Supplied text
···

When and where I enter: Black Feminism and International Solidarity

#blackfeminisms blog carnival submission by Joan Joy Grant Cummings, a Black Caribbean Canadian feminist activist, mother, partner, sister and sistah-friend.

BACKGROUND & CONTEXT

This article is part of my ‘writings’ tracing my own lessons in activism.  It is part of a journal of short stories which I started in order to elucidate why and how I came into feminist activism.  This piece recalls actions as the first Black woman President of the National Action Committee (NAC) on the Status of Women – at the time the premier Canadian  feminist lobby group. It shares parts of my engaging with racism and white supremacy, and other human rights issues in solidarity with African and African descendants throughout the Diaspora,  People of Colour and First Nations/Indigenous Peoples.

“Old pirates yes they rob I ….””

The opening line of Bob Marley’s song immediately overtook my mind- it seeped into every crevice of my mind – I couldn’t help it.  I re-read the email’s tagline:  “Militarized police attack peaceful Black communities in Colombia”.  I looked at the picture; The faces of the people who were not strangers – I saw the faces of the people I ate, drank, laughed, and strategized with in  Buenaventura in 1999.  All of these feelings led to my immediate response to the Caribbean Feminist listserve that I manage. I shared with sisters there: :  “THIS IS REALLY RACE-TERRORISM!  IT IS UNHOLY, MADDENING & PLAIN WICKED!!!”

···

Problems and tasks
**1)** In the Black feminism piece, list the groups with whom the author's engagement with racism and human rights issues was in solidarity.
**2)** In the Black feminism piece, of which organization was the author the first Black woman President?

···

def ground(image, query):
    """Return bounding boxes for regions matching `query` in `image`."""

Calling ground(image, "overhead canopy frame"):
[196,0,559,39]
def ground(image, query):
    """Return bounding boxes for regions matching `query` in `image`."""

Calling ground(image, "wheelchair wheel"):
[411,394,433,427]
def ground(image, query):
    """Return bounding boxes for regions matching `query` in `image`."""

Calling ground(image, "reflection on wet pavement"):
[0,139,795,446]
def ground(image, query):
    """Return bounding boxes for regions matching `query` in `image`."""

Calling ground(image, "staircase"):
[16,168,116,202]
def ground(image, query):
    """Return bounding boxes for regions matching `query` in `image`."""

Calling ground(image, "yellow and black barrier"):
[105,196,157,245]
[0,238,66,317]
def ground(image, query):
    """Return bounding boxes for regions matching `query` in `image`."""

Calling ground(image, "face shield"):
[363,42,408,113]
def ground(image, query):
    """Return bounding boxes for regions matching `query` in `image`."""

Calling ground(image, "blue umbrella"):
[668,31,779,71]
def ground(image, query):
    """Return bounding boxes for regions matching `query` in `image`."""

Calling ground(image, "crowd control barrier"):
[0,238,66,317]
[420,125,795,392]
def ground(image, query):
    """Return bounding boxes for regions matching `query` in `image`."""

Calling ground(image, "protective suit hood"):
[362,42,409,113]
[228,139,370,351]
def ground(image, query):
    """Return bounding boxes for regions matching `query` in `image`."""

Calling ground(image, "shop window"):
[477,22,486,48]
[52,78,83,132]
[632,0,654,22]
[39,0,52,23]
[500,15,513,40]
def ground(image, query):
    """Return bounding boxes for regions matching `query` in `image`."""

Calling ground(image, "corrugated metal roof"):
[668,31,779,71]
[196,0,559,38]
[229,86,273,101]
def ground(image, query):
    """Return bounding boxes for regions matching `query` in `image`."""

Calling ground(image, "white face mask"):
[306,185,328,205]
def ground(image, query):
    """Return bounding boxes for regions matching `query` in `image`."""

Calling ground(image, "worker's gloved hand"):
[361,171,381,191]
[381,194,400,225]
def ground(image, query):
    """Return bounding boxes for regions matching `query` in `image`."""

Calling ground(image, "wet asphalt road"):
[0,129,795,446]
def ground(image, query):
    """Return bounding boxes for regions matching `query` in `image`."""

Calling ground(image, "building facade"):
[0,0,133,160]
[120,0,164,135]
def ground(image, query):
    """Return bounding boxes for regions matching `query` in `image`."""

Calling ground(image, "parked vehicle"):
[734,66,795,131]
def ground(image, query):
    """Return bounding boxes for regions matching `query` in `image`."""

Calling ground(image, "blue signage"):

···

Task-by-task results
**1)**
- African and African descendants throughout the Diaspora
- People of Colour
- First Nations/Indigenous Peoples

**2)** The National Action Committee (NAC) on the Status of Women.